*Reading passage*.
■ ■ ■ ■ ■

If your site accepts file uploads, it is strongly advised that you limit these uploads in your web server configuration to a reasonable size in order to prevent denial of service (DOS) attacks. In Apache, this can be easily set using the LimitRequestBody directive.
If you are serving your own static files, be sure that handlers like Apache’s
mod_php, which would execute static files as code, are disabled. You don’t
want users to be able to execute arbitrary code by uploading and requesting a
specially crafted file.
Django’s media upload handling poses some vulnerabilities when that media is
served in ways that do not follow security best practices. Specifically, an
HTML file can be uploaded as an image if that file contains a valid PNG
header followed by malicious HTML. This file will pass verification of the
library that Django uses for ImageField image
processing (Pillow). When this file is subsequently displayed to a
user, it may be displayed as HTML depending on the type and configuration of
your web server.
No bulletproof technical solution exists at the framework level to safely validate all user uploaded file content, however, there are some other steps you can take to mitigate these attacks:
One class of attacks can be prevented by always serving user uploaded
content from a distinct top-level or second-level domain. This prevents
any exploit blocked by same-origin policy protections such as cross
site scripting. For example, if your site runs on example.com, you
would want to serve uploaded content (the MEDIA_URL setting)
from something like usercontent-example.com. It’s not sufficient to
serve content from a subdomain like usercontent.example.com.
Beyond this, applications may choose to define a list of allowable file extensions for user uploaded files and configure the web server to only serve such files.
While Django provides good security protection out of the box, it is still important to properly deploy your application and take advantage of the security protection of the web server, operating system and other components.
Make sure that your Python code is outside of the web server’s root. This will ensure that your Python code is not accidentally served as plain text (or accidentally executed).
Take care with any user uploaded files.
Django does not throttle requests to authenticate users. To protect against brute-force attacks against the authentication system, you may consider deploying a Django plugin or web server module to throttle these requests.
Keep your SECRET_KEY, and SECRET_KEY_FALLBACKS if in
use, secret.
It is a good idea to limit the accessibility of your caching system and database using a firewall.
Take a look at the Open Web Application Security Project (OWASP) Top 10 list which identifies some common vulnerabilities in web applications. While Django has tools to address some of the issues, other issues must be accounted for in the design of your project.
Mozilla discusses various topics regarding web security. Their pages also include security principles that apply to any system.
Dec 25, 2023

■ ■ ■ ■ ■

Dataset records
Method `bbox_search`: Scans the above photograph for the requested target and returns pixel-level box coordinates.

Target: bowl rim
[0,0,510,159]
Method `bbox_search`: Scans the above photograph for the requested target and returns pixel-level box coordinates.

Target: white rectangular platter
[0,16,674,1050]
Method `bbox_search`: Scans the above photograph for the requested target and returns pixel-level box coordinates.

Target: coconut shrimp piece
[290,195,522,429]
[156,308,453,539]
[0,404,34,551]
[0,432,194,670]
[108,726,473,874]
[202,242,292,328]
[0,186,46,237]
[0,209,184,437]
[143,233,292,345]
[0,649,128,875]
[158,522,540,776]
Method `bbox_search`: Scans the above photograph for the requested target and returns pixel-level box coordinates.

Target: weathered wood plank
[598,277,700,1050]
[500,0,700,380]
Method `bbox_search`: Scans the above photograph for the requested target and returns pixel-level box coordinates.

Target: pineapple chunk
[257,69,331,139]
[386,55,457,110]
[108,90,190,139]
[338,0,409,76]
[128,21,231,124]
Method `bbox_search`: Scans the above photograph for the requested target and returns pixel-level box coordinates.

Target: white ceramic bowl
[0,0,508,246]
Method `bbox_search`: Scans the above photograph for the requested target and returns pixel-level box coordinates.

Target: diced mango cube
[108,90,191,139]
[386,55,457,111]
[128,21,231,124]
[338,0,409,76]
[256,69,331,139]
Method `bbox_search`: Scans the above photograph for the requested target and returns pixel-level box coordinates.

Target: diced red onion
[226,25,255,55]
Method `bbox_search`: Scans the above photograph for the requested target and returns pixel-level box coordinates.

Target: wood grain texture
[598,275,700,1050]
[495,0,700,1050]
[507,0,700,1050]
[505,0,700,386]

■ ■ ■ ■ ■

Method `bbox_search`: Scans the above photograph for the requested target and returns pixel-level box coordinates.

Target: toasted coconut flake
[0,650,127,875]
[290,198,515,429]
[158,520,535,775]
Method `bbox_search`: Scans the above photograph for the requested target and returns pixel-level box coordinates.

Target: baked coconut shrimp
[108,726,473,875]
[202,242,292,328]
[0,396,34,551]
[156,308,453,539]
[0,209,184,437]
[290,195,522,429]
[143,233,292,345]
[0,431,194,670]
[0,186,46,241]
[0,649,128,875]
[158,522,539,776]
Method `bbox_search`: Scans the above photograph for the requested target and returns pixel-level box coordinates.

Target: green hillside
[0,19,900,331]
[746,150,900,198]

■ ■ ■ ■ ■

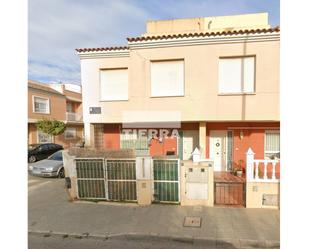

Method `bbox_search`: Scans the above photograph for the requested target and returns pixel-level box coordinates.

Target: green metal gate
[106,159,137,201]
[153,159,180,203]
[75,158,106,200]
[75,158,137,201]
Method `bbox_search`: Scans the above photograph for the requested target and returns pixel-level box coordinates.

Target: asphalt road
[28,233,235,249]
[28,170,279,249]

■ ■ ■ ■ ■

*Given request*. Please reproduce the passage on Django security above word for word, from "Beyond this, applications" up to and including "(or accidentally executed).".

*Complete answer*.
Beyond this, applications may choose to define a list of allowable file extensions for user uploaded files and configure the web server to only serve such files.
While Django provides good security protection out of the box, it is still important to properly deploy your application and take advantage of the security protection of the web server, operating system and other components.
Make sure that your Python code is outside of the web server’s root. This will ensure that your Python code is not accidentally served as plain text (or accidentally executed).